Exercise data –
· · ·

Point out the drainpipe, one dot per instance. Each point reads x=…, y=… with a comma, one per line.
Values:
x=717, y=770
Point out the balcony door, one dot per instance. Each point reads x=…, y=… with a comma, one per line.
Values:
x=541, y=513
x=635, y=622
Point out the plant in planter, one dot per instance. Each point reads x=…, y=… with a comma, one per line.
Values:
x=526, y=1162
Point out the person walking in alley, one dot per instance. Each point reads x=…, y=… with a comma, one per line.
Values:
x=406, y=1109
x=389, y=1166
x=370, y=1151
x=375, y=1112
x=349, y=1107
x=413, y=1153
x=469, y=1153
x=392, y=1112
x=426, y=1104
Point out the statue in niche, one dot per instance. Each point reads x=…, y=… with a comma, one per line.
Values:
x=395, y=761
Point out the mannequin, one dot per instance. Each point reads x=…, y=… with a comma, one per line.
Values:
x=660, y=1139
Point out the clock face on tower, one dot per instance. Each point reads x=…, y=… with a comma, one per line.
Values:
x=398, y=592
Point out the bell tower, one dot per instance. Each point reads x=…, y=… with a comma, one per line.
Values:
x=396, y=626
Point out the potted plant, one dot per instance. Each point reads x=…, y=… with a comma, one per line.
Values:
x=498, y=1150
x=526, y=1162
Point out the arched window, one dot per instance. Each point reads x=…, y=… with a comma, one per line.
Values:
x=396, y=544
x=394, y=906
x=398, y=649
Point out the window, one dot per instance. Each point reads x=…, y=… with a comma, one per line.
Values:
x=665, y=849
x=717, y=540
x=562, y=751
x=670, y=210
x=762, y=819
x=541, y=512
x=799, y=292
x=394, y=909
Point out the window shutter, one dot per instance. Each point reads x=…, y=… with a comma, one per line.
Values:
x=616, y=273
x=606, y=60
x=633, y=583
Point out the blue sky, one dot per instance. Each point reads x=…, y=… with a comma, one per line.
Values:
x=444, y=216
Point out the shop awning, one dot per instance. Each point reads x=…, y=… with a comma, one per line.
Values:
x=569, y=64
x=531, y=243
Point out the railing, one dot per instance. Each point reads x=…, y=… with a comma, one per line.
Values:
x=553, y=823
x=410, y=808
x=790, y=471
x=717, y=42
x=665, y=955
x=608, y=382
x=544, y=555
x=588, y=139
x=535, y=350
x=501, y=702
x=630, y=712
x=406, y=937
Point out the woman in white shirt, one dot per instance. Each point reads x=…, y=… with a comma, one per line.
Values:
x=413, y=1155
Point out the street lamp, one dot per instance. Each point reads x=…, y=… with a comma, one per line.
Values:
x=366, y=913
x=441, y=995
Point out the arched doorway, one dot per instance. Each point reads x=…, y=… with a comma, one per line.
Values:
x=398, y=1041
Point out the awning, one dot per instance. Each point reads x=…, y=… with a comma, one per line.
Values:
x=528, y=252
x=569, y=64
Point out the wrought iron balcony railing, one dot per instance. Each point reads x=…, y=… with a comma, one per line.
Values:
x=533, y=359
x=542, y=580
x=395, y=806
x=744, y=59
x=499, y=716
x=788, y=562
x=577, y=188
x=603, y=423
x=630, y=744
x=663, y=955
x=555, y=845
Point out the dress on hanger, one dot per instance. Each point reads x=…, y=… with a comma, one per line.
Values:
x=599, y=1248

· · ·

Exercise directions – Please convert every line of the listing above into a JSON list of strings, one string per line, leaving out any blank lines.

Answer –
[
  "Point out the drainpipe, one dot per instance. Each point reads x=…, y=… with a comma, one per line.",
  "Values:",
  "x=717, y=770",
  "Point out the balcony door, one dot per instance. Each point reads x=…, y=… with a comma, one per line.",
  "Values:",
  "x=541, y=513",
  "x=635, y=622",
  "Point out the plant in planter, one dot per instance. Each point reads x=…, y=… with a comma, one per line.",
  "Values:",
  "x=526, y=1162",
  "Point out the person walking in alley, one dot per instance. Each point reads x=…, y=… with a comma, one per line.",
  "Values:",
  "x=406, y=1109",
  "x=389, y=1166",
  "x=370, y=1151",
  "x=375, y=1112",
  "x=349, y=1107",
  "x=413, y=1153",
  "x=469, y=1153",
  "x=392, y=1112",
  "x=426, y=1104",
  "Point out the statue in niche, one dot per instance. Each point reads x=…, y=… with a comma, one per line.",
  "Values:",
  "x=395, y=761",
  "Point out the mannequin, one dot per instance. Each point reads x=…, y=… with a comma, one per line.",
  "Values:",
  "x=660, y=1139",
  "Point out the clock face on tower, one dot per instance. Each point reads x=…, y=… with a comma, one per line.",
  "Values:",
  "x=398, y=592",
  "Point out the bell tower, one dot per instance. Each point reads x=…, y=… with a comma, one per line.",
  "Values:",
  "x=396, y=626",
  "Point out the potted plant, one dot per instance. Each point reads x=…, y=… with a comma, one per line.",
  "Values:",
  "x=498, y=1150",
  "x=526, y=1162",
  "Point out the arched window, one dot per instance. Each point reads x=…, y=… with a comma, one per line.",
  "Values:",
  "x=396, y=544",
  "x=394, y=906",
  "x=398, y=649",
  "Point out the window, one dot per instance. Each point reads x=…, y=… with a comma, one per line.",
  "Values:",
  "x=665, y=849",
  "x=717, y=540",
  "x=562, y=751",
  "x=670, y=210",
  "x=762, y=819",
  "x=541, y=512",
  "x=799, y=292",
  "x=394, y=909",
  "Point out the window shutter, one dot per instance. Each point reads x=…, y=… with a comma, one per line.",
  "Values:",
  "x=616, y=273",
  "x=606, y=60",
  "x=633, y=583",
  "Point out the blue sky, one dot per instance. Each point reads x=…, y=… with a comma, one per line.",
  "Values:",
  "x=444, y=216",
  "Point out the shop awning, one dot per instance. Each point reads x=…, y=… with a comma, one per line.",
  "Values:",
  "x=569, y=64",
  "x=531, y=243",
  "Point out the railing, one dot per instance. Each point reads x=…, y=… with a comma, one per line.",
  "Values:",
  "x=553, y=823",
  "x=410, y=808",
  "x=790, y=471",
  "x=717, y=42",
  "x=665, y=955",
  "x=608, y=382",
  "x=544, y=555",
  "x=588, y=139",
  "x=535, y=350",
  "x=501, y=702",
  "x=630, y=712",
  "x=406, y=937",
  "Point out the woman in white shirt, one dot per instance. Each point reads x=…, y=… with a comma, one per line.",
  "Values:",
  "x=413, y=1155",
  "Point out the street lamp, one dot per instance. Each point reads x=…, y=… with a comma, one per line.",
  "Values:",
  "x=366, y=913",
  "x=441, y=995",
  "Point out the arched doorway, one dot per instance. Each point reads x=…, y=… with a comma, one per line.",
  "Values:",
  "x=398, y=1041",
  "Point out the awning, one dot per instance. Each point reads x=…, y=… with a comma, one per line.",
  "Values:",
  "x=528, y=252",
  "x=569, y=64",
  "Point out the wrought iron balcony railing, one dot per instance. Each point reads x=…, y=… with a comma, one per line.",
  "Values:",
  "x=533, y=359",
  "x=542, y=580",
  "x=395, y=806",
  "x=744, y=59",
  "x=499, y=716",
  "x=788, y=562",
  "x=577, y=188",
  "x=603, y=423",
  "x=630, y=744",
  "x=663, y=955",
  "x=555, y=845",
  "Point out the dress on hanger, one dot per instance. Each point reads x=…, y=… with a comma, one per line.",
  "Values:",
  "x=599, y=1248"
]